══ SELECTED PASSAGE ══

Question

Match the functions given in List 1 with their corresponding greatest value given in List 2.

Answer 1

A)

$y=\sqrt{100-x^2}$ on [-6, 8]
$\frac{dy}{dx}=\frac{-2x}{2\sqrt{100-x^2}}$
$\therefore$ The greatest value is at $x=0$.
i.e., $y=10$

B)

$y=2\tan x-{\tan }^{2}x$ on $[0,\frac{\pi }{2}]$
$\frac{dy}{dx}=2{\sec }^{2}x-2\tan x{\sec }^{2}x$
$\frac{dy}{dx}=2{\sec }^{2}x(1-\tan x)$
$\therefore$ The greatest value is at $\tan x=1$.
i.e., $y=1$ (Since, $\frac{dy}{dx}$ changes sign from positive to negative)

C)

$y={\tan }^{-1}\frac{1-x}{1+x}$ on $[0,1]$

$\Rightarrow y={\tan }^{-1}\frac{\pi }{4}-{\tan }^{-1}x$

$\frac{dy}{dx}=\frac{-1}{1+x^2}<0$
$y$ is decreasing.

═══
══ PROVIDED DATA ══

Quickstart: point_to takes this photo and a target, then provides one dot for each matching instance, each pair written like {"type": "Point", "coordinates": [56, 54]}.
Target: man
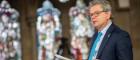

═══

### EXERCISE TASKS
(a) Answer these questions about the worked solution on greatest values:
(i) In part A, at what value of x does the greatest value occur?
(ii) In part B, what greatest value of y is given?
(iii) In part C, what is stated about y?
(b) Pick up the worked solution on greatest values after its final line and carry it forward.
The data shown here were taken from a separate source.

### TASK ANSWERS
(a)
(i) x = 0
(ii) y = 1
(iii) y is decreasing.

(b)
$\therefore$ The greatest value is at $x=0$.
i.e., $y=\frac{\pi }{4}$

D)

$y=\frac{a^2}{x}+\frac{b^2}{1-x}$ on (0, 1), a> 0, b > 0

$\frac{dy}{dx}=-\frac{a^2}{x^2}+\frac{b^2}{(1-x{)}^2}$

$\frac{d^{2}y}{d{x}^2}=\frac{2a^2}{x^3}+\frac{2b^2}{(-x{)}^3}>0$ on $(0,1)$

$\therefore$ No greatest value on $(0,1)$.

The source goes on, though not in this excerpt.